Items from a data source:
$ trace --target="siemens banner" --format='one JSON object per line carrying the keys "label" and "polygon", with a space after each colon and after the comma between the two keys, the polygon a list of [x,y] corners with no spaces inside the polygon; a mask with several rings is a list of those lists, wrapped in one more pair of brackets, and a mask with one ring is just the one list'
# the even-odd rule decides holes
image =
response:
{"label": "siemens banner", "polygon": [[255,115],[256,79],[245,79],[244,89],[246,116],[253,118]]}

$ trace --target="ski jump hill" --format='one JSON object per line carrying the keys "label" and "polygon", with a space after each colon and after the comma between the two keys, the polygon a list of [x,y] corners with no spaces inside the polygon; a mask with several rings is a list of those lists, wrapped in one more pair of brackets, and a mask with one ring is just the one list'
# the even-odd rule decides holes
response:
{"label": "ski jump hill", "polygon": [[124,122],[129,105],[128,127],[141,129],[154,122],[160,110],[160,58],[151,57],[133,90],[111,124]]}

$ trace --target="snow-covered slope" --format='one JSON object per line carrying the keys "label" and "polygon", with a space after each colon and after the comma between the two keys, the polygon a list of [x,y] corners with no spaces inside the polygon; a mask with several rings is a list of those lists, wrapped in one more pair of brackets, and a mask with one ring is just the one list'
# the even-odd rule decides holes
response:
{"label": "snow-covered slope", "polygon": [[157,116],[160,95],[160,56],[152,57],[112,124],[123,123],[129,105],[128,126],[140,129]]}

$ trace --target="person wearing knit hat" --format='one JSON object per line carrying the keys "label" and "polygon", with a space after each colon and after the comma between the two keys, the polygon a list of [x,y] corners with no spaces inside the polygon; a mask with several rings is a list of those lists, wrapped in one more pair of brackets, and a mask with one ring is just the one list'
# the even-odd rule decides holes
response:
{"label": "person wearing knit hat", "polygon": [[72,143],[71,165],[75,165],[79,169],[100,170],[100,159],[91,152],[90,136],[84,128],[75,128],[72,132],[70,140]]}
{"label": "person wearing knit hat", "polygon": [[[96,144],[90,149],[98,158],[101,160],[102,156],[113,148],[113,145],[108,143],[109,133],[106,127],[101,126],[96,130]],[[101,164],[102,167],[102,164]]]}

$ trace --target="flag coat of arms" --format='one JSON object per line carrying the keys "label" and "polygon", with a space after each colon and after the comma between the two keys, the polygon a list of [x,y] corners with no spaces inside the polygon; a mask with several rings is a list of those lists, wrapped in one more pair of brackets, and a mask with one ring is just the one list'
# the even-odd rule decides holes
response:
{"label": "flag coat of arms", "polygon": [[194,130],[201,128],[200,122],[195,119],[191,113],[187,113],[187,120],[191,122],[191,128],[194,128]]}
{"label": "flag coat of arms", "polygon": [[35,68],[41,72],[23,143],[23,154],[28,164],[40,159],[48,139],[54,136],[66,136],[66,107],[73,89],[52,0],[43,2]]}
...
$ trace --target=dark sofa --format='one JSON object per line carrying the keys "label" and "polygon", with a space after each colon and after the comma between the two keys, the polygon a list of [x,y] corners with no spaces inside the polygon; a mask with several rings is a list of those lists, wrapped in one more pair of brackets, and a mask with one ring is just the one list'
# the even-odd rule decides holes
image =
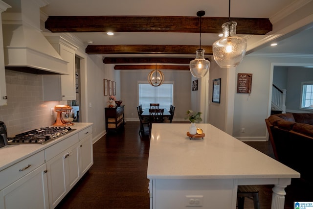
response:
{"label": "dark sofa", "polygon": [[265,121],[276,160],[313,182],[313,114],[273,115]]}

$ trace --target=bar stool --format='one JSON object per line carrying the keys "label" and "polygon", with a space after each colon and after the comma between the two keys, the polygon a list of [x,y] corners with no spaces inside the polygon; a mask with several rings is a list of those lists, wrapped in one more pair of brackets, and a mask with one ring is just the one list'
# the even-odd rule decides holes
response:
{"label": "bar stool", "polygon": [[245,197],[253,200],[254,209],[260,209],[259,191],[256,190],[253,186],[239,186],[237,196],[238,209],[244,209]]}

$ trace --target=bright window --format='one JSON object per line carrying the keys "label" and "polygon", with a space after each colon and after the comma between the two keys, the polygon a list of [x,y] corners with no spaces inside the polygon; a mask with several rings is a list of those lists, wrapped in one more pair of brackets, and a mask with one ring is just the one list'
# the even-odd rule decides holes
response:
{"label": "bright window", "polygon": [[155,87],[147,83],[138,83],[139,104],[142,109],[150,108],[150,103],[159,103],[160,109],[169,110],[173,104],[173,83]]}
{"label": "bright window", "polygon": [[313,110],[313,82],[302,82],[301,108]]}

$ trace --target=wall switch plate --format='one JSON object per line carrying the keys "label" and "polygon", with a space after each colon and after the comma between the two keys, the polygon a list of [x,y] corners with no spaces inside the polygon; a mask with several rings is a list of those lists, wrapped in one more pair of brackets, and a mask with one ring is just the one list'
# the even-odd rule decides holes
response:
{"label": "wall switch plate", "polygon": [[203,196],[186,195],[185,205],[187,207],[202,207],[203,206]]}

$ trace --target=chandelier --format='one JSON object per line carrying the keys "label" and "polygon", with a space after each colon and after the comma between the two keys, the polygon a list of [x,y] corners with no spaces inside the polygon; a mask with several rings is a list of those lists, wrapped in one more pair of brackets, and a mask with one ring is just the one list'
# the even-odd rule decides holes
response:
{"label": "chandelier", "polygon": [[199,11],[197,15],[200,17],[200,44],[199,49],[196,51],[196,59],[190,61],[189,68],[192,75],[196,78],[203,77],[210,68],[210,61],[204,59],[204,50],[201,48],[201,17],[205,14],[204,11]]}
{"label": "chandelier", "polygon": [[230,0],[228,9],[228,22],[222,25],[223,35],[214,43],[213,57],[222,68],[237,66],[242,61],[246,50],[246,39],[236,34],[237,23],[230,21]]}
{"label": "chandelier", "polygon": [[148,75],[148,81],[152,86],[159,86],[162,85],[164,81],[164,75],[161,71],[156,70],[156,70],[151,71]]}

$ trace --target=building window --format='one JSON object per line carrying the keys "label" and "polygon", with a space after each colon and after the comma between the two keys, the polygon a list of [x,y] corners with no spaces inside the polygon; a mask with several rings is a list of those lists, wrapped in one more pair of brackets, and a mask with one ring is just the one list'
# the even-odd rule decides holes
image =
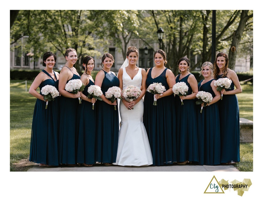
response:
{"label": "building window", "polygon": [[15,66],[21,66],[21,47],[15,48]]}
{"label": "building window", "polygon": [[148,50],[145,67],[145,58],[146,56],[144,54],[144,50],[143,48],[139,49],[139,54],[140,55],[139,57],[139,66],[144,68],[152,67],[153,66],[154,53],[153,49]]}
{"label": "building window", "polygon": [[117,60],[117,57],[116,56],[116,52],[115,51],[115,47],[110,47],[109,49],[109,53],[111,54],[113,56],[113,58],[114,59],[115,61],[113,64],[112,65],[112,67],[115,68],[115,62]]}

Task to complete » Tally the lines of the items above that contain the string "covered", treating uppercase and lowercase as different. Give only the number.

Output » 2